INPUT MATERIAL: Begin
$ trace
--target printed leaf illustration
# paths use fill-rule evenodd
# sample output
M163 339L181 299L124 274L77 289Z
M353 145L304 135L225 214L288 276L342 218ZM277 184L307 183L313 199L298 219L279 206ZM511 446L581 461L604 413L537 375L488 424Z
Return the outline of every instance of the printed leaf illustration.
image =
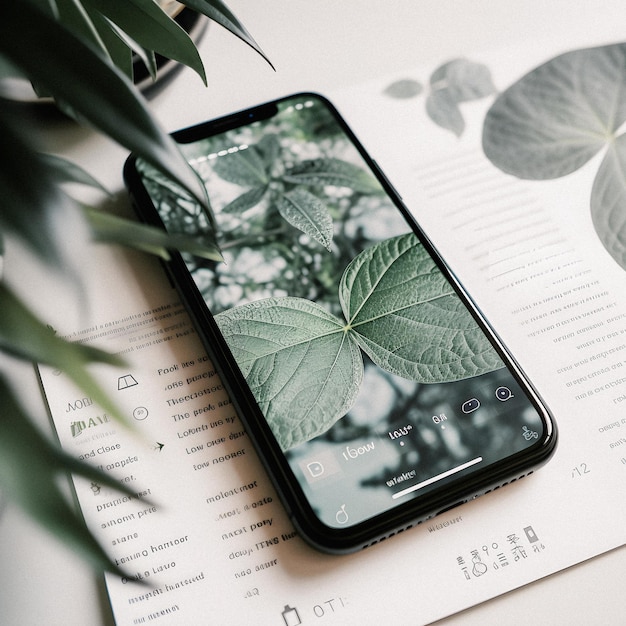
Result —
M430 77L430 88L428 116L457 137L465 130L459 103L480 100L496 91L489 69L468 59L453 59L438 67Z
M486 65L468 59L453 59L438 67L430 77L433 91L445 91L455 102L480 100L496 88Z
M491 344L413 234L362 252L341 280L349 328L383 369L424 383L502 367Z
M361 351L318 304L270 298L215 319L283 449L328 430L354 403Z
M311 159L289 168L283 180L302 185L335 185L361 193L376 193L380 184L368 172L341 159Z
M465 120L461 108L446 91L433 91L428 95L426 113L437 126L451 130L457 137L463 134Z
M404 100L419 96L423 90L424 87L422 87L422 84L418 81L411 78L403 78L391 83L391 85L385 89L384 93L390 98Z
M504 172L545 180L587 163L626 121L626 44L575 50L526 74L485 119L483 149Z
M609 146L591 190L591 217L609 254L626 269L626 135Z
M333 239L333 220L328 208L317 196L297 187L278 197L279 213L298 230L313 237L327 250Z
M483 149L519 178L565 176L603 148L591 217L607 252L626 269L626 44L575 50L541 65L507 89L485 119Z
M361 349L422 383L502 367L474 318L413 234L383 241L346 268L344 321L302 298L268 298L215 320L283 449L328 430L353 405Z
INPUT MATERIAL: End
WORK INSTRUCTION: Reproduce each line of the records in which the word "printed" appears.

COMPLETED EXERCISE:
--target printed leaf illustration
Return the outline of every instance of the printed leaf illustration.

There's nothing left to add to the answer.